***** RAW DATA

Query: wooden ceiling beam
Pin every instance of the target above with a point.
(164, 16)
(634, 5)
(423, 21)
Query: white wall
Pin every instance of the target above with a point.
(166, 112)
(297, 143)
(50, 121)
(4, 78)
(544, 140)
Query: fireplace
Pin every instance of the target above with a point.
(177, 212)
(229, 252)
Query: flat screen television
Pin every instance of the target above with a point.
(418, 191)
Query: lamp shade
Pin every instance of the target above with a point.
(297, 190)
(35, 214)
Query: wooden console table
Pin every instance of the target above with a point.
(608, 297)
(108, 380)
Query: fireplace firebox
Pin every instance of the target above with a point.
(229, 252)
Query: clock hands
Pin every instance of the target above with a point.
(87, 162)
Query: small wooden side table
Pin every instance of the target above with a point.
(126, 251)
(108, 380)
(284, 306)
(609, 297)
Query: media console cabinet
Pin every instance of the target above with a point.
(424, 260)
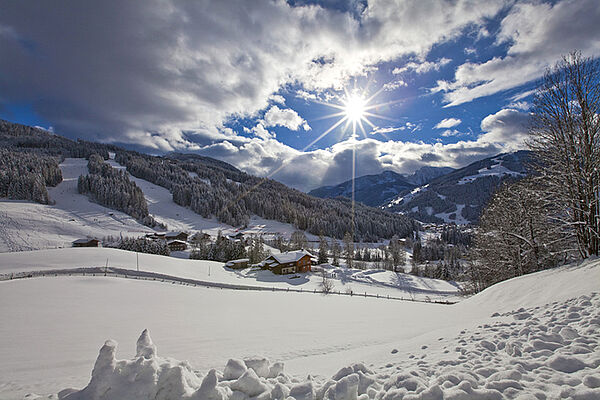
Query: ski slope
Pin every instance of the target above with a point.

**********
***** RAW DATA

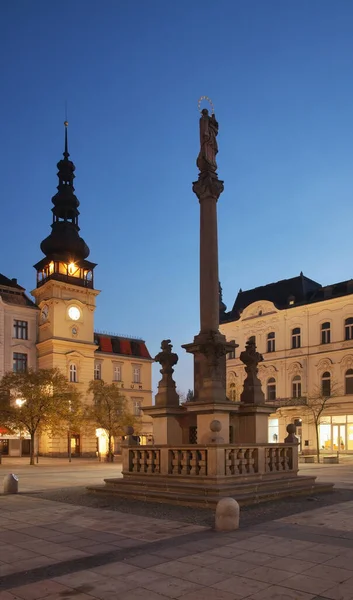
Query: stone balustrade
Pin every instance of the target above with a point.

**********

__EXERCISE__. Collect the lines of the data that carry the word "Query".

__EXERCISE OUTPUT__.
Query: wooden ceiling beam
Query: white wall
Query: fireplace
Query: flat screen television
Query: lamp shade
Query: wooden console table
Query: fireplace firebox
Query: clock hands
Query: small wooden side table
Query: media console cabinet
Query: ski slope
Query: stone balustrade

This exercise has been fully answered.